■ Directions: Without the pictures, can you quote each line below exactly?

[Image location labeling entries]
_ _ _ _ _

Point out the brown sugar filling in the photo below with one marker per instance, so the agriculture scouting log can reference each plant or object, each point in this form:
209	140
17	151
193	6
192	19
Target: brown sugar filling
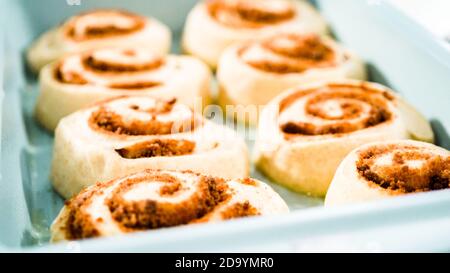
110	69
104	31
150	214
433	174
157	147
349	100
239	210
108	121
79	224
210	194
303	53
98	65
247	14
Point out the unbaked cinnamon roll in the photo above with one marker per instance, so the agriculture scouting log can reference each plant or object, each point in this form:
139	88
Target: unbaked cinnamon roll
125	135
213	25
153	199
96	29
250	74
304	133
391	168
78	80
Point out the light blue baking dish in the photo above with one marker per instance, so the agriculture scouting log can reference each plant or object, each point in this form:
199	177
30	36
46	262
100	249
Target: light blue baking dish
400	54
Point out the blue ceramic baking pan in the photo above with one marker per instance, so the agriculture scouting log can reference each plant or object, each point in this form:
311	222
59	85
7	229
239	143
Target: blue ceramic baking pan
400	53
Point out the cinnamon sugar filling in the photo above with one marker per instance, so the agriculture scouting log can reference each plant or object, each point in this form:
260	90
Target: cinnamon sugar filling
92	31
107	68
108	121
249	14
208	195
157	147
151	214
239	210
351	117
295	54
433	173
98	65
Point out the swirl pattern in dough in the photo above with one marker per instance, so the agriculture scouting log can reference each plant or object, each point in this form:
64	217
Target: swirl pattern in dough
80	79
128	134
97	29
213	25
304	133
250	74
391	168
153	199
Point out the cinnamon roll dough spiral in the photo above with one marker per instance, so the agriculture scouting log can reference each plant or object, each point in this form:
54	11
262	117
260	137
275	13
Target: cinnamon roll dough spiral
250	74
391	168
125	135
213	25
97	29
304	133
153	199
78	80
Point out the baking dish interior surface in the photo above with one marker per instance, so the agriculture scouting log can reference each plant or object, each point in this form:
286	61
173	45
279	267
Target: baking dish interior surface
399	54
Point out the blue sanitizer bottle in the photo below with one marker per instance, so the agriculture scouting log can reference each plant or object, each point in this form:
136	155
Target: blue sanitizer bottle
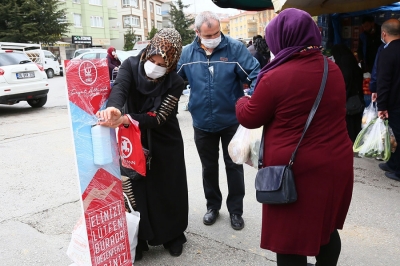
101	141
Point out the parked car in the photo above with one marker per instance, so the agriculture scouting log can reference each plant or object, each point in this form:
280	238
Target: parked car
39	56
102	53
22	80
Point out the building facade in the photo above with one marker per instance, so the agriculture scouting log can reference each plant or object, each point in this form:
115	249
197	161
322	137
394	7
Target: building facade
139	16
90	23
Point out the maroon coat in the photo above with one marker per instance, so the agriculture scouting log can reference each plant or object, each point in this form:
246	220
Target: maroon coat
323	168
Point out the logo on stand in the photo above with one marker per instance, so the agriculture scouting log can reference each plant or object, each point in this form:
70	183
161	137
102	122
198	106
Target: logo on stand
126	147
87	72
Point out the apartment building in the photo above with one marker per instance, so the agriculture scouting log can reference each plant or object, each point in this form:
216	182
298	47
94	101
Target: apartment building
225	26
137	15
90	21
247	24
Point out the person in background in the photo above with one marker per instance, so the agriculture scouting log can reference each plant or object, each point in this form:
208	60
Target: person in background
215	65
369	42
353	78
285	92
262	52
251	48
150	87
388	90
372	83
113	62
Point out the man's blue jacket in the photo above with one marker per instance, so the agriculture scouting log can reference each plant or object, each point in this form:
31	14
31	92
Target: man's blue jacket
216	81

_ _ _ _ _

■ Reply:
Point out the brown sugar filling in the photo below with one marker per instance, so the agriculture scouting log can reference each plant or object, each point in this form:
209	140
17	151
193	6
192	19
Target: brown sugar filling
110	69
104	31
150	214
433	174
157	147
349	100
239	210
108	121
79	224
210	194
303	53
98	65
247	14
Point out the unbaked cinnamon roll in the photo above with one marker per instance, so the agriculture scouting log can reference each plant or object, each point in this form:
139	88
Target: unbaked cinnamon roll
125	135
213	25
153	199
96	29
250	74
304	133
391	168
78	80
Point out the light blue baking dish in the photo above with one marker per instance, so the agriculture scouting log can reference each plant or object, each point in this form:
199	177
30	36
46	262
100	249
Target: light blue baking dish
400	54
Point out the blue ceramic baking pan in the photo above with one marker per instance, so the agriculture scouting log can reference each plant or object, each point in this form:
311	222
59	85
7	229
239	143
Target: blue ceramic baking pan
400	53
Point out the cinnamon sugar filling in the photo above with one marker per instance, so the agriculture scouting log can reference each plant or object, each point in this form:
260	90
Target: cinnamon sugar filling
92	31
107	68
108	121
249	14
208	195
157	147
151	214
239	210
351	117
295	54
433	173
98	65
Point out the swirl pattern in dough in the photo above with one marker per instance, so the agriculture scouting log can reference each plant or object, each point in this form:
64	217
Target: swirl pattern in dough
80	79
128	134
97	29
213	25
304	133
250	74
391	168
153	199
Point out the cinnamon roll dough spiral in the photo above with one marker per instance, so the agriculture scouting log can reference each plant or object, each point in this form:
54	11
262	117
260	137
275	13
Target: cinnamon roll dough spiral
250	74
391	168
125	135
213	25
97	29
304	133
153	199
78	80
Point out the baking dish interior surface in the photo above with one marker per instance, so the agriculture scouting log can reference each plant or object, each point in this form:
286	61
173	45
279	267
Target: baking dish interior surface
399	54
Point out the blue sanitizer bottle in the photo below with one marker per instance, so the agriculture scouting log can reference each plant or object, each point in this form:
136	155
Target: blue sanitizer bottle
101	141
Point out the parked car in the photo above with one marker per instance, so the agriculture scouting log can reference each plant or object, each point in this form:
280	238
Target: parked car
39	56
102	53
22	80
Point out the building facade in the photo above with one marker per instance, so the agriculture scouting log can reference each plant or object, each point in this form:
115	249
197	161
322	137
394	7
Target: building facade
139	16
90	23
Point out the maroon coat in the photo above with one marker per instance, so the agriculture scouting log can reference each plant or object, each point in this form:
246	220
Target: maroon coat
323	168
Point out the logo on stand in the photo above with one marker per instance, so the agriculture scouting log can reference each plant or object, each point in this form:
70	183
161	137
102	122
198	106
Target: logo on stand
126	147
87	72
Point out the apartment building in the photo above with one marker per instance, so the agriculture scouting log can reference each plant or object, each point in this form:
216	182
298	47
94	101
Target: apartment building
225	26
137	15
90	21
247	24
Point out the person in background in the photo above with one marker per instance, so the agriculture scouting log can reference each plant or object, each point in this form:
208	60
Target: person in background
215	65
369	42
353	78
285	92
262	52
251	48
150	87
388	90
372	83
113	62
Point out the man's blue jacket in the photo above with one marker per instance, so the agriculture scouting log can reference each plant or object, each point in this form:
31	14
31	92
Target: man's blue jacket
216	81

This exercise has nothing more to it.